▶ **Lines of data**
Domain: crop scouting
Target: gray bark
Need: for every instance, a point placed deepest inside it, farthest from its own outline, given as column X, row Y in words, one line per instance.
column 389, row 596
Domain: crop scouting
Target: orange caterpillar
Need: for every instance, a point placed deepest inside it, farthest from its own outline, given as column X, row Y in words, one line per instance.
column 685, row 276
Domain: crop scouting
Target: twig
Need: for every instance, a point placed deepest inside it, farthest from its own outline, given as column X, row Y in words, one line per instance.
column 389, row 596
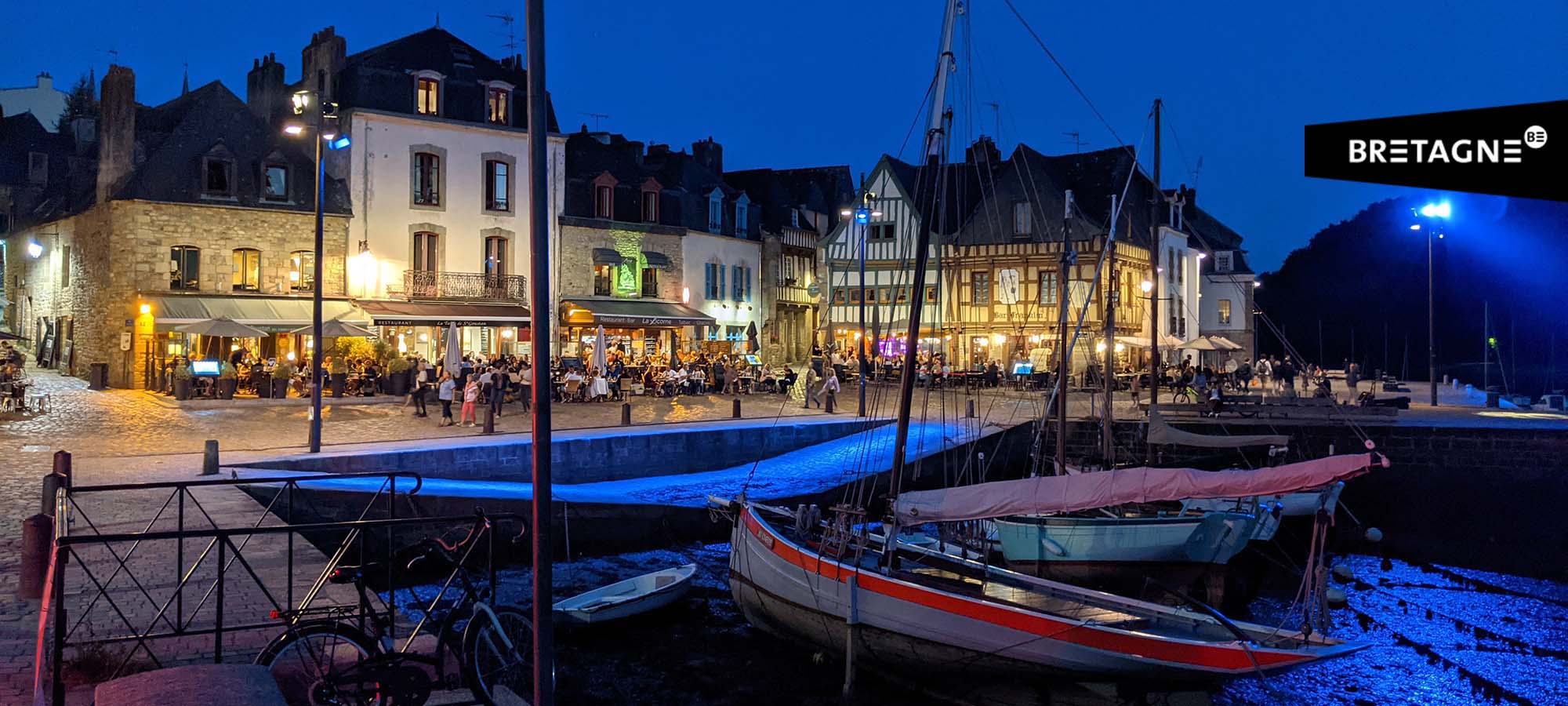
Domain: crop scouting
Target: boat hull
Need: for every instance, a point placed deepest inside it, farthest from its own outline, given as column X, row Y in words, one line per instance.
column 793, row 592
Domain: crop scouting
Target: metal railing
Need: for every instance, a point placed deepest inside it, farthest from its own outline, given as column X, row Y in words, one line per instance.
column 173, row 619
column 465, row 286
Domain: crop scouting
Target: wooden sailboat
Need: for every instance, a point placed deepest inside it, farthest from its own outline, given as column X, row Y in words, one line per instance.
column 833, row 586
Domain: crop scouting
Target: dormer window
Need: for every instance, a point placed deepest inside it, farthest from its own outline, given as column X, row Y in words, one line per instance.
column 498, row 104
column 217, row 178
column 716, row 211
column 427, row 93
column 742, row 205
column 604, row 197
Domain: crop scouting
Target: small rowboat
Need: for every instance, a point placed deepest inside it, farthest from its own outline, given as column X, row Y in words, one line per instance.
column 626, row 599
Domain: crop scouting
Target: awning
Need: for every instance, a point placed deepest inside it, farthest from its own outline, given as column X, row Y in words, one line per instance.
column 272, row 315
column 631, row 313
column 443, row 315
column 658, row 261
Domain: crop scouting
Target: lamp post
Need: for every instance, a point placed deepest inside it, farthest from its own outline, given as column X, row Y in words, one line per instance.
column 321, row 111
column 863, row 217
column 1436, row 214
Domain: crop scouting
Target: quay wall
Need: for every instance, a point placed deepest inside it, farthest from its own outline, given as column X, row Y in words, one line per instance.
column 1487, row 498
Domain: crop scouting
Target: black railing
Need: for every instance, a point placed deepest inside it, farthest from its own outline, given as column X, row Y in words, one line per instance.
column 465, row 286
column 172, row 620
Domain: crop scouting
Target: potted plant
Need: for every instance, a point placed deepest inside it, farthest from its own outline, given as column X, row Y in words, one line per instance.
column 183, row 382
column 397, row 376
column 228, row 380
column 281, row 376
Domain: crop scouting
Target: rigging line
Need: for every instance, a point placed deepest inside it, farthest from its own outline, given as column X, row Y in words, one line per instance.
column 1064, row 70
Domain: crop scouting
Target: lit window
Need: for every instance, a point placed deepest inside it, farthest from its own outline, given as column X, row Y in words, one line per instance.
column 184, row 267
column 427, row 180
column 496, row 106
column 498, row 186
column 302, row 271
column 247, row 271
column 429, row 96
column 275, row 183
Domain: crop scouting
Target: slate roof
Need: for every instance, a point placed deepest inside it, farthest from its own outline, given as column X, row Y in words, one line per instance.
column 172, row 142
column 684, row 183
column 382, row 78
column 818, row 189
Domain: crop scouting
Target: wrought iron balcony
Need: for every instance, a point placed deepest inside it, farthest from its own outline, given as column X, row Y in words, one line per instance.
column 427, row 285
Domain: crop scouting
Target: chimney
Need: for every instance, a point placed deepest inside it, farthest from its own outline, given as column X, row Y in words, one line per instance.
column 325, row 53
column 264, row 89
column 710, row 155
column 118, row 133
column 984, row 153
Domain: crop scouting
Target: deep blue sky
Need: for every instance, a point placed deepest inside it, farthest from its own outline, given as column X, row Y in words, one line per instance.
column 818, row 82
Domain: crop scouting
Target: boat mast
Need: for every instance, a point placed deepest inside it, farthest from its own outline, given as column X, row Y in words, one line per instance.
column 1155, row 277
column 540, row 304
column 935, row 155
column 1109, row 296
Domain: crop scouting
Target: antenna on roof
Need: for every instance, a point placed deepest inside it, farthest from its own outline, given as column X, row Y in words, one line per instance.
column 512, row 34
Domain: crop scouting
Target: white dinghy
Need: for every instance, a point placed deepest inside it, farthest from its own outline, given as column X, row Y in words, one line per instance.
column 626, row 599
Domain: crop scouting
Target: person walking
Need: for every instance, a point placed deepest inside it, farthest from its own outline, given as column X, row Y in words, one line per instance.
column 445, row 393
column 471, row 399
column 830, row 390
column 811, row 387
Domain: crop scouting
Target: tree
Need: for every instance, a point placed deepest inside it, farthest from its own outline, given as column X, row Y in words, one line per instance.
column 81, row 103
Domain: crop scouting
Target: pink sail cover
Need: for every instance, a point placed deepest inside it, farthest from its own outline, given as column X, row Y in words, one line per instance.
column 1105, row 489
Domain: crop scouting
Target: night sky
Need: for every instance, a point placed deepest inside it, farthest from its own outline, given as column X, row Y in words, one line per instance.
column 819, row 82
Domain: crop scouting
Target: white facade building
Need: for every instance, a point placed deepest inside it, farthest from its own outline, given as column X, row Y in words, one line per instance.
column 43, row 100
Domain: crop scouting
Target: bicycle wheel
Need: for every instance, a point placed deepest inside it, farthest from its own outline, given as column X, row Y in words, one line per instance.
column 496, row 675
column 307, row 663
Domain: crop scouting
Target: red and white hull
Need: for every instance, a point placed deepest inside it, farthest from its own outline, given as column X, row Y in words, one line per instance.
column 1012, row 624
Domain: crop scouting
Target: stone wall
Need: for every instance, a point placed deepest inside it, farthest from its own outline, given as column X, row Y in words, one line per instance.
column 579, row 242
column 122, row 250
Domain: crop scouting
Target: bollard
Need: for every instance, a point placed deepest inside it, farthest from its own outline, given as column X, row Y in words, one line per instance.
column 209, row 460
column 37, row 539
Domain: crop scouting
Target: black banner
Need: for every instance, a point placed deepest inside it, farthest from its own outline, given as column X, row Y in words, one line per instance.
column 1506, row 151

▶ **WHAT YOU SHOULD DO**
Which lines in the records contain the word "hull"? List each one.

▶ **ANSWER**
Target: boat hull
Target: red and white hull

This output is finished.